[START OF Recorded information]
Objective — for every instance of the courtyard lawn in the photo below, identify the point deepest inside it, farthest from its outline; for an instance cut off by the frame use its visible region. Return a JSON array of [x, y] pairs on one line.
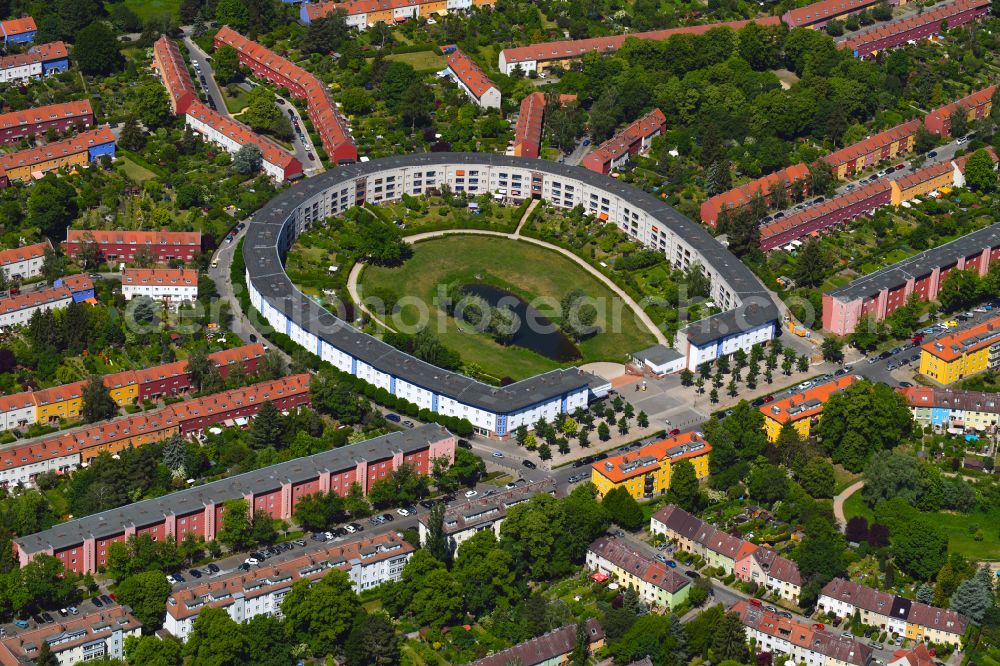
[[147, 9], [524, 269], [955, 525], [421, 60]]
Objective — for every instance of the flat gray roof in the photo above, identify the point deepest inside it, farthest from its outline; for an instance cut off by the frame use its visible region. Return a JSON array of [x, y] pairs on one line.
[[148, 512], [919, 265], [262, 253]]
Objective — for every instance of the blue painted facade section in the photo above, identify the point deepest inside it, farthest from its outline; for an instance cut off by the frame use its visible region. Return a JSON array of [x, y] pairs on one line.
[[95, 152]]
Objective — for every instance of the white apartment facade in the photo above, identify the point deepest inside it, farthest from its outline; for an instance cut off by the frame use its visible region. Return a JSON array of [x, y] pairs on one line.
[[24, 262]]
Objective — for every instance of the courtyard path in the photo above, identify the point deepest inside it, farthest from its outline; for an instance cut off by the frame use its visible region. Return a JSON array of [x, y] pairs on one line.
[[352, 279]]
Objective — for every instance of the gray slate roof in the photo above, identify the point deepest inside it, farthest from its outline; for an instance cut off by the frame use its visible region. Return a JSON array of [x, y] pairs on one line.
[[146, 512], [267, 241]]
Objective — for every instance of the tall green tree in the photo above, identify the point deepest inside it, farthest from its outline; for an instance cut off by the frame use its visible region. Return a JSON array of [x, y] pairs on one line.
[END OF Recorded information]
## Exercise task
Convert the lines of the records into a JSON list of strings, one string per line with blank lines omitted, starting at the line that contains "Objective — for every instance of the gray" and continuing through the end of the records.

## Task response
[
  "Objective — for every instance of the gray slate roof in the photo above, identify the point deepest inside it, farthest from its outline; for an instance cut off by the frame use its visible region. Return a JSON array of [x, y] pairs on one line.",
  "[[146, 512], [267, 241]]",
  "Objective — for every instance of the tall green tree in the photo above, identify the point deepest inside it, farthest from its outline; for an instance cut off by the frame use its visible region. Return a JSON array of [x, y] pairs on one line."
]